= PROBLEM REQUIREMENTS =
Because the lines must stay identical, write out the data without changing anything.

= MATERIAL SUPPLIED =

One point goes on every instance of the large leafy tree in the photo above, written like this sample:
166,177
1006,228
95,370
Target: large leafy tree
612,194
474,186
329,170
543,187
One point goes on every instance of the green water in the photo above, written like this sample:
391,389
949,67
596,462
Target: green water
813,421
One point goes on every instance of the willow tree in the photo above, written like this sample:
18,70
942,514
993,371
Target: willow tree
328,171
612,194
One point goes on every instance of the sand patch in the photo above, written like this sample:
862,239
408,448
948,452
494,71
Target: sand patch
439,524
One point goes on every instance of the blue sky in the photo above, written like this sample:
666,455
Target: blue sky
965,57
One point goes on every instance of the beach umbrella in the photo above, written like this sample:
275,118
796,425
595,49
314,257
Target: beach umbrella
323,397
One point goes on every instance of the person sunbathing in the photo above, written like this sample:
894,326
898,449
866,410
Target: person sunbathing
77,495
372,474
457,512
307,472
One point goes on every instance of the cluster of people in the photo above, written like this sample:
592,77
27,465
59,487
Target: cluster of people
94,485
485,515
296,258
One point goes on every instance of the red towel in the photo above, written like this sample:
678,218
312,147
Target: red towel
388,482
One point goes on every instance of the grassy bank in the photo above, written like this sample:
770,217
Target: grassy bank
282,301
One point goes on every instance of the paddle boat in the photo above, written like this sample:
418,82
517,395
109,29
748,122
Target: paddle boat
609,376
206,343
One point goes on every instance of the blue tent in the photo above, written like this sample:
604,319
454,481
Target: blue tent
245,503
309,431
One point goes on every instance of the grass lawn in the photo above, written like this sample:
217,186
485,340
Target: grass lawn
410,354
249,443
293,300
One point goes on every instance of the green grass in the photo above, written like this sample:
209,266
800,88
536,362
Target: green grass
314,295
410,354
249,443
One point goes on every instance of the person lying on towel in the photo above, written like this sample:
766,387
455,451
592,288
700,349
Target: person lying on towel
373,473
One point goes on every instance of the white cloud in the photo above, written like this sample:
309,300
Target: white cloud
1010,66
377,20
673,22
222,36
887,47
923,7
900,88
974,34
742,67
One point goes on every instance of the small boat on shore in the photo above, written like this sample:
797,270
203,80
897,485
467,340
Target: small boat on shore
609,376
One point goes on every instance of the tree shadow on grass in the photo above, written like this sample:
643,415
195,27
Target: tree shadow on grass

= RESULT BELOW =
One point goes on every instance of the large leafy tree in the photo above, written like this sample:
166,177
1006,228
95,370
Target: large leafy tree
612,194
474,186
329,170
543,187
One point goes on every instance of the green water in the photo above, written like this sample:
391,389
949,67
596,462
Target: green water
813,421
One point goes on every instance of the willow tree in the photo above, written like this sample:
18,70
942,514
993,371
Target: willow tree
328,171
612,194
One point goes on every instance of the sand patch in the photo above, written like this sample:
862,239
408,448
948,452
494,71
Target: sand patch
439,524
One point goes on every instance of the blue sky in the photo above, written like this sample:
666,455
Target: blue sky
965,57
One point goes on every instance of the beach umbrella in the photo above, written like this sample:
275,118
796,425
595,49
314,257
Target: beach umbrella
323,397
One point goes on every instance of the person sunbathing in the photo above, written like this sample:
894,326
898,449
866,410
Target: person sunbathing
77,495
372,474
457,512
307,472
One point goes on every instance of the cluster of people in the photo above, written like this sample:
592,77
27,465
59,487
Target: cluster of people
94,485
485,515
296,258
One point goes on every instance of the red towel in the photo above, written like this sample:
678,218
312,147
Target: red towel
388,482
One point goes on every instance of the grassy bank in the photo above, written like this sample:
770,217
Target: grassy bank
282,301
One point goes on every instance of the paddle boat in the photo above, written like this sample:
418,82
517,395
109,29
748,122
Target: paddle boat
609,376
206,343
One point goes on every instance of the blue tent in the photo above, written like this sample:
604,319
454,481
Target: blue tent
245,503
309,431
One point goes on every instance of the grass lawn in the photo above, written like this sample:
217,186
485,340
Target: grass lawn
410,354
249,443
293,300
One point goes on every instance of the green grass in the photo above, written like this sample:
209,266
800,88
536,362
Target: green grass
314,295
410,354
249,443
One point goes on every instance of the person lying on towel in the photo above, written like this sample:
766,387
455,451
592,288
700,349
Target: person lying on towel
373,473
One point goes on every instance of the white cloud in the photo above, written like this sample:
309,300
Target: white cloud
1010,66
377,20
673,22
222,36
887,47
923,7
900,88
974,34
742,67
One point goes on every instance of the small boat on shore in the photo above, written like this sample:
797,270
203,80
897,485
467,340
Target: small boat on shore
609,376
One point goes on every instance of the tree shadow on grass in the photo above, written like this sample:
643,415
195,27
Target: tree shadow on grass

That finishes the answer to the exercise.